» **TASK DIRECTIONS**
Write out every line of the material below without changing a single word or character.

Records for region labeling:
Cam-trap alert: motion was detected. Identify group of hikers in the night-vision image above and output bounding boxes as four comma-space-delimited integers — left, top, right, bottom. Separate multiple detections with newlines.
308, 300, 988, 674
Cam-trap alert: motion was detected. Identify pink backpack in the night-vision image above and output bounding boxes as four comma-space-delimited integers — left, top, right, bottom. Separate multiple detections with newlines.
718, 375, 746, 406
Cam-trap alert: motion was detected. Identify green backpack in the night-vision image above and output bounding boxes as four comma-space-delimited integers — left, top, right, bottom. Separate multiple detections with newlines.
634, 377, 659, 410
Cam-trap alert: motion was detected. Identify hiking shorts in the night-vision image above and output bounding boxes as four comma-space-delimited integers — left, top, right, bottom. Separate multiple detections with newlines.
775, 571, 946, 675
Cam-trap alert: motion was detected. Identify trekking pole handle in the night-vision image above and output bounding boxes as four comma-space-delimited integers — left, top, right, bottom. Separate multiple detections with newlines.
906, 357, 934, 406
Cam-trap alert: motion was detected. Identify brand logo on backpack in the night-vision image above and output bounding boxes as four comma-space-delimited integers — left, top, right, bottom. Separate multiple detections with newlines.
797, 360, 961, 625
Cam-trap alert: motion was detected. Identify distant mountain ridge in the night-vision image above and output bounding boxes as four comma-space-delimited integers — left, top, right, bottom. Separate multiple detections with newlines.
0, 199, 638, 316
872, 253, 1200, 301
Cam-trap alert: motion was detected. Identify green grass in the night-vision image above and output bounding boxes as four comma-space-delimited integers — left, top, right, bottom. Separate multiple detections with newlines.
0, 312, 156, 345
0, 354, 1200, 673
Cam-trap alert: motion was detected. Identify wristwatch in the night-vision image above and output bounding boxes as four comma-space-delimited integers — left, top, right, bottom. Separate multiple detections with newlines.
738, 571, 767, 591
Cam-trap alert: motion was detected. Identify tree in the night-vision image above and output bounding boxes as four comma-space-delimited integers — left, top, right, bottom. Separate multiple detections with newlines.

» **FINISHED TASK**
Cam-trap alert: motion was detected. Identify group of hikers in the night-vision image above and output bounding boxes as four comma-space-delimited integers — left, top, right, bottom. Separate multiple detections with newlines.
308, 300, 988, 674
Cam-trap alert: motion was detected. Identify pink backpack in the night-vision image above and output bounding boxes as four comma-space-delimited integers — left, top, right, bottom. Separate multiple detections with newlines.
718, 375, 746, 406
Cam-trap alert: motion was detected. Identify green backpack in the night-vision image above and output bounding boxes as four comma-space-delimited integers — left, top, right, bottom. Separate multiple detections with newlines.
634, 377, 659, 410
Cam-trap alert: motion was detected. Identify hiking shorts in the night-vision image above and output bounding boxes as four comma-space-delimited integers — left, top, right, bottom. Separate multiple detections with newlines.
775, 571, 946, 675
Cam-trap alert: motion was detected. Identify trekking pole handle in the night-vision image above and output bounding boxes as four comma-space-delimited integers — left, top, right, bottom. Separate multiple detections with newlines.
906, 357, 934, 406
Cam-trap alert: motion was detected. Identify brand logo on backpack in the night-vision image above and output bounding boxes as four comma-space-delimited integers — left, top, right, bottom. Separate multiple detections with newlines.
797, 360, 961, 625
Cam-trap alert: motion was detected. Identify distant mountain ridge in the night-vision image above and output bounding boxes as four comma-space-delimited integers — left, top, right, bottom. Separate multiple detections with newlines.
0, 199, 638, 316
872, 253, 1200, 301
Cam-trap alert: motion was detected. Identify green grass in the night-vision image above and output bounding boxes as four comma-space-delimited integers — left, top, right, bottom. Separate multiple detections with newlines.
0, 312, 156, 345
0, 354, 1200, 673
Cam-trap alert: motion was detected. Identify wristwatch in the night-vision image above and output bounding boxes as four comma-space-delimited integers — left, top, right, bottom. Separate multiple detections with newlines.
738, 571, 767, 591
Cam-trap alert: motion was detected. Identify tree in the night-vision image above and output bounding boxes as four comma-space-delimited integers — left, top, right, bottom. Separate multiple detections with newlines.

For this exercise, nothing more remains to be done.